Task input Start Marker

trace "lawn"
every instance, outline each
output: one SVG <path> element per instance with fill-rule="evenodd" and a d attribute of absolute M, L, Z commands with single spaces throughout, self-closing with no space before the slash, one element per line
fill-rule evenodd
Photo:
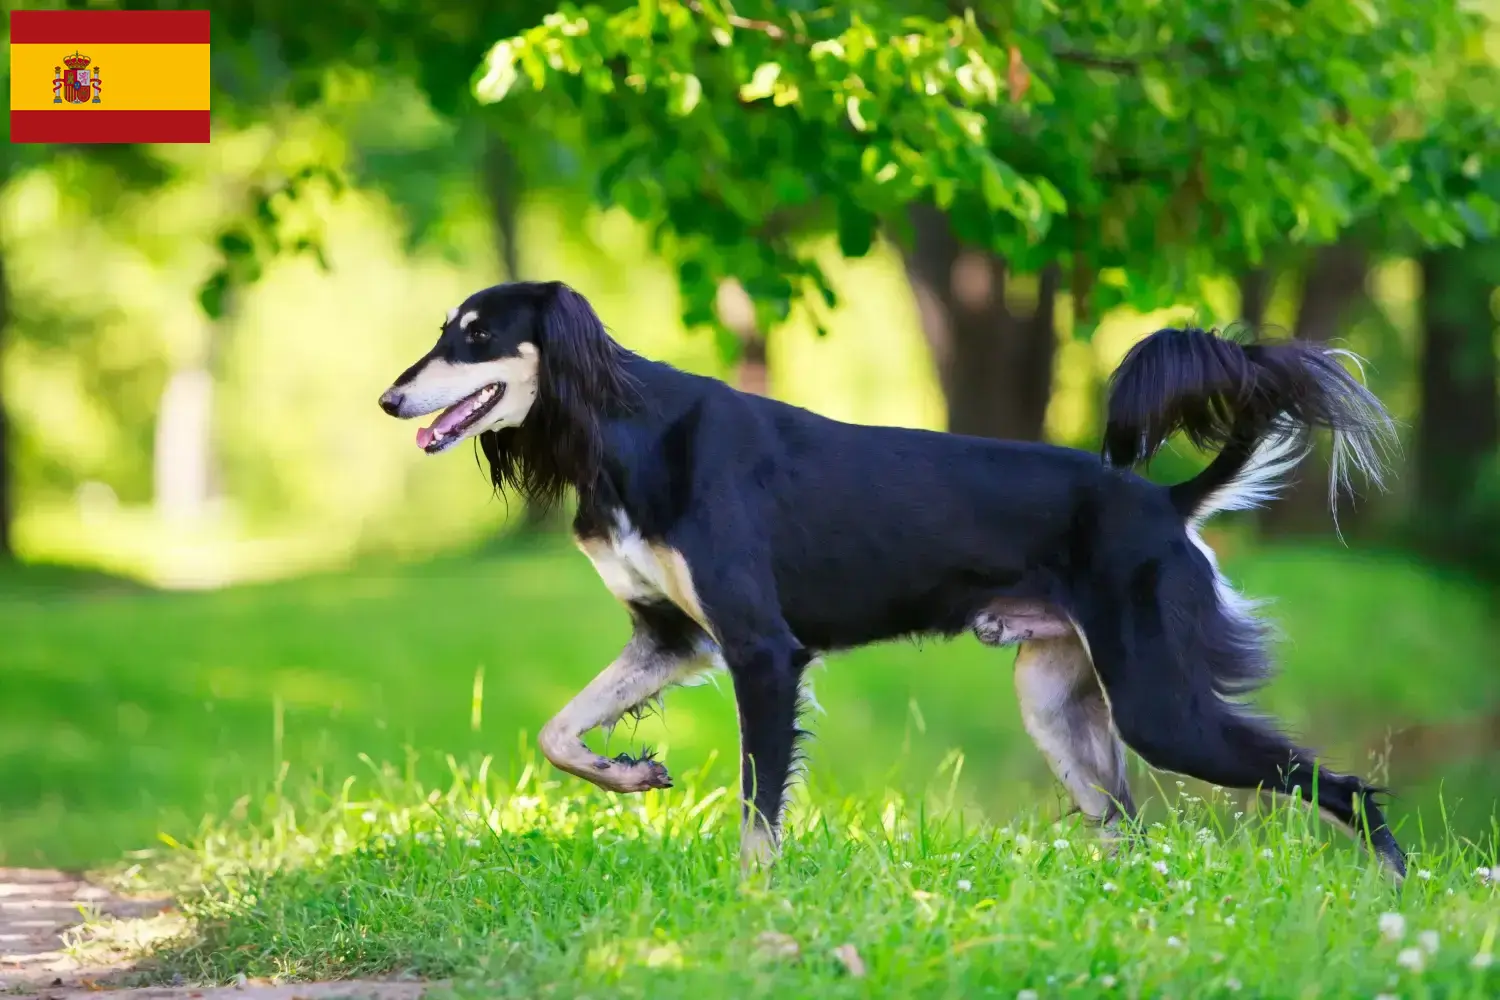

Task input End Marker

Everything in the entries must come back exactly, except the pictures.

● **Task answer**
trace "lawn"
every instance, outline each
output: one SVG <path> element per instance with fill-rule="evenodd" and a d attribute of absolute M, L, Z commands with single spaces throughout, self-closing with no space before the slash, one element per line
fill-rule evenodd
Photo:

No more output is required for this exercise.